> **Selection**
•••••

CF811C.Vladik and Memorable Trip

Vladik often travels by trains. He remembered some of his trips especially well and I would like to tell you about one of these trips:

Vladik is at initial train station, and now $n$ people (including Vladik) want to get on the train. They are already lined up in some order, and for each of them the city code $a_{i}$ is known (the code of the city in which they are going to).

Train chief selects some number of disjoint segments of the original sequence of people (covering entire sequence by segments is not necessary). People who are in the same segment will be in the same train carriage. The segments are selected in such way that if at least one person travels to the city $x$ , then all people who are going to city $x$ should be in the same railway carriage. This means that they can’t belong to different segments. Note, that all people who travel to the city $x$ , either go to it and in the same railway carriage, or do not go anywhere at all.

Comfort of a train trip with people on segment from position $l$ to position $r$ is equal to XOR of all distinct codes of cities for people on the segment from position $l$ to position $r$ . XOR operation also known as exclusive OR.

Total comfort of a train trip is equal to sum of comfort for each segment.

Help Vladik to know maximal possible total comfort.

First line contains single integer $n$ ( $1<=n<=5000$ ) — number of people.

Second line contains $n$ space-separated integers $a_{1},a_{2},...,a_{n}$ ( $0<=a_{i}<=5000$ ), where $a_{i}$ denotes code of the city to which $i$ -th person is going.

The output should contain a single integer — maximal possible total comfort.

In the first test case best partition into segments is: $[4,4]$ $[2,5,2]$ $[3]$ , answer is calculated as follows: $4+(2$ $xor$ $5)+3=4+7+3=14$

In the second test case best partition into segments is: $5$ $1$ $[3]$ $1$ $5$ $[2,4,2]$ $5$ , answer calculated as follows: $3+(2$ $xor$ $4)=3+6=9$ .

•••••

> **Material provided**
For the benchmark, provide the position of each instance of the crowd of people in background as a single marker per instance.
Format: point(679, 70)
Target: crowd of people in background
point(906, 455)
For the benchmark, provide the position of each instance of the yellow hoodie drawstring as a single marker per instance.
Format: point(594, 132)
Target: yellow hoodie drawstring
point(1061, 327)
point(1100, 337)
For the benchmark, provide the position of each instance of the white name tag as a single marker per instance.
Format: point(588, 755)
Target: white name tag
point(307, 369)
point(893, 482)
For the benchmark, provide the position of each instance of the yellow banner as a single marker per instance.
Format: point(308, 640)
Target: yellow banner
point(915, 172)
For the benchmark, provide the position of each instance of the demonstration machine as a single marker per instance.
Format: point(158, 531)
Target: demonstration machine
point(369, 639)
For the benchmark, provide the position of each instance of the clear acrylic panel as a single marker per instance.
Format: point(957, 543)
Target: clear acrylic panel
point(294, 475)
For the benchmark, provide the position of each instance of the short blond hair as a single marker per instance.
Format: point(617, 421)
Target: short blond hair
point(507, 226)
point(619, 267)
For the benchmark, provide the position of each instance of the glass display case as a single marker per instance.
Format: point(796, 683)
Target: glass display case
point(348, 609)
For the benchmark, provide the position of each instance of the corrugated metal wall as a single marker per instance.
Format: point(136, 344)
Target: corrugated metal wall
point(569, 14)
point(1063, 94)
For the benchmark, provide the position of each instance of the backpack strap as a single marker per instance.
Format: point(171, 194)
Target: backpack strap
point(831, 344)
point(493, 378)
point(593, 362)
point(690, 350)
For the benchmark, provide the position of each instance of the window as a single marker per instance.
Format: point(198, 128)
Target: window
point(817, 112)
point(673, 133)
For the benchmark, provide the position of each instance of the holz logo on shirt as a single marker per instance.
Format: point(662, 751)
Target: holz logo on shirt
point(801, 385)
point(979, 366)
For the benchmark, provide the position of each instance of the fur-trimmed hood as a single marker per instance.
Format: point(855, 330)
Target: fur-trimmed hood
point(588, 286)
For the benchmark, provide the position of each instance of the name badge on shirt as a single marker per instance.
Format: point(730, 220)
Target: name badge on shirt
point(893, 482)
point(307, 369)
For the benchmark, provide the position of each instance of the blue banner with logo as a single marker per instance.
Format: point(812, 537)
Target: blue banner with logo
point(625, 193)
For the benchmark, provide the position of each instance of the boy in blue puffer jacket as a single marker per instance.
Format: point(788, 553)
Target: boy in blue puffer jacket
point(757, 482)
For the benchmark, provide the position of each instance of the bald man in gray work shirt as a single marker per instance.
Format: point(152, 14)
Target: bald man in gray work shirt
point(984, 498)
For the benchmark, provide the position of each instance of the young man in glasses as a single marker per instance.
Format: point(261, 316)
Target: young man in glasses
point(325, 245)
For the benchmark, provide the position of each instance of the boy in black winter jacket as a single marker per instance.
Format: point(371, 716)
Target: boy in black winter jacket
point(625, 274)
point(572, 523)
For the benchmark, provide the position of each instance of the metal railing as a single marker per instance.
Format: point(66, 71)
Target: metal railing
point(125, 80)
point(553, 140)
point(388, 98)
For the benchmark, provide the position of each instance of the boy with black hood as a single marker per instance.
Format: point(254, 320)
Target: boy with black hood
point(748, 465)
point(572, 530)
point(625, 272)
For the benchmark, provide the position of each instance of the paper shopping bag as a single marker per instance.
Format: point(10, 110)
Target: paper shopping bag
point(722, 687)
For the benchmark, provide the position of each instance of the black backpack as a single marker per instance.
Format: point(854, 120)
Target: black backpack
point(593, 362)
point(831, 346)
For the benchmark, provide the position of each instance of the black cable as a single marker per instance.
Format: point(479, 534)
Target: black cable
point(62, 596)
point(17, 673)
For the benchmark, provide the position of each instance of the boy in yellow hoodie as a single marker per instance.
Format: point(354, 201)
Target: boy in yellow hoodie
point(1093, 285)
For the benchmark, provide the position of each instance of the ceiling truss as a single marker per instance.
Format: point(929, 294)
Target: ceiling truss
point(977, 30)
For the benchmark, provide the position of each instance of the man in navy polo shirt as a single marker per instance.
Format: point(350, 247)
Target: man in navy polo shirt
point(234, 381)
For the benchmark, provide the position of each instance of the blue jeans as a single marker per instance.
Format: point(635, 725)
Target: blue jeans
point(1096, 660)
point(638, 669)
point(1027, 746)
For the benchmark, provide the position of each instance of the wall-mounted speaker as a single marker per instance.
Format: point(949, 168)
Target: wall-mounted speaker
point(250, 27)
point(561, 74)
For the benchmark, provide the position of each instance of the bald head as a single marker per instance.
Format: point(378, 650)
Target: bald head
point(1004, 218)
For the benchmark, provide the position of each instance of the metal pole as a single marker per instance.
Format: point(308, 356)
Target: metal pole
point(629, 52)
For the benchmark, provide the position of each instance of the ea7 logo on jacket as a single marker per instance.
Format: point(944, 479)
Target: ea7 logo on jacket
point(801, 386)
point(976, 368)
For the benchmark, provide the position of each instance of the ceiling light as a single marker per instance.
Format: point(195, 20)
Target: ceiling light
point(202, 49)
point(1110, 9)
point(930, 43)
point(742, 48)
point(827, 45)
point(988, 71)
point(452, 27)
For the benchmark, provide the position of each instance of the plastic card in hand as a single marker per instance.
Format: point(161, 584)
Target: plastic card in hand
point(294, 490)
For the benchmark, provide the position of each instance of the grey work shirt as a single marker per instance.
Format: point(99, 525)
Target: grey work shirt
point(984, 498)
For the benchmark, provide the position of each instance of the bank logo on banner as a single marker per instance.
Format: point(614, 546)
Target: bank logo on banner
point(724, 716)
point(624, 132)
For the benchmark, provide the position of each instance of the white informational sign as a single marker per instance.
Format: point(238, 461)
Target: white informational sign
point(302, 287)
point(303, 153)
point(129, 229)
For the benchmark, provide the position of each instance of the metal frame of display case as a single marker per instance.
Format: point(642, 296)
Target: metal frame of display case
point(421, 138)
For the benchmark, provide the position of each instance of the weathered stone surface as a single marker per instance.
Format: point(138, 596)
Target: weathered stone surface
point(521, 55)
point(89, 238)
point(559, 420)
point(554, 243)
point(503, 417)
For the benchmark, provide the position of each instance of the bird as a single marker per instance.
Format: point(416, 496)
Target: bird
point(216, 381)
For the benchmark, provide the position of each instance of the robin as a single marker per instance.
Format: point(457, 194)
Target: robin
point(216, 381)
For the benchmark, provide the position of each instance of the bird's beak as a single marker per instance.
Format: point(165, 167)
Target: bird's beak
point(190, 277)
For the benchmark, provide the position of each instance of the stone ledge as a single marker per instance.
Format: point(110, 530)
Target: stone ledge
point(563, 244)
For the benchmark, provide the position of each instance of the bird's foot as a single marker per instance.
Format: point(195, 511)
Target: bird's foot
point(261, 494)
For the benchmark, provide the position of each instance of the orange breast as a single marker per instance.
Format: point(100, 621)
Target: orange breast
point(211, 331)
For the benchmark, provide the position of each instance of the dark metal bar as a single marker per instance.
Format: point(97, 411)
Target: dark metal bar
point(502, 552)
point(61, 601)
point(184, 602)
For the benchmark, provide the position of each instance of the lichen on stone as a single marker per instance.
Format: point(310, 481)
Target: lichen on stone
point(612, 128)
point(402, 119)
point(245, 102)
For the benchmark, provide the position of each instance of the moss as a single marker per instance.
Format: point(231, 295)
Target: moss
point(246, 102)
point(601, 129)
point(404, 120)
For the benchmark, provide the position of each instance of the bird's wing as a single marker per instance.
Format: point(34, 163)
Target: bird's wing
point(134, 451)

•••••

> **Written problem 1**
Decide whether each statement agrees with the Vladik train problem, and answer yes or no with the deciding words from it: (a) the chosen segments must cover the whole line of people; (b) the comfort of a segment is the XOR of all distinct city codes on it; (c) the number of people can be as large as 10000.
> **Written problem 2**
Print the Vladik train problem between "CF811C.Vladik and Memorable" and "are going to).", inclusive.

> **Correct result 1**
(a) No: "covering entire sequence by segments is not necessary"
(b) Yes: "is equal to XOR of all distinct codes of cities for people on the segment from position $l$ to position $r$"
(c) No: "$1<=n<=5000$"

> **Correct result 2**
CF811C.Vladik and Memorable Trip

Vladik often travels by trains. He remembered some of his trips especially well and I would like to tell you about one of these trips:

Vladik is at initial train station, and now $n$ people (including Vladik) want to get on the train. They are already lined up in some order, and for each of them the city code $a_{i}$ is known (the code of the city in which they are going to).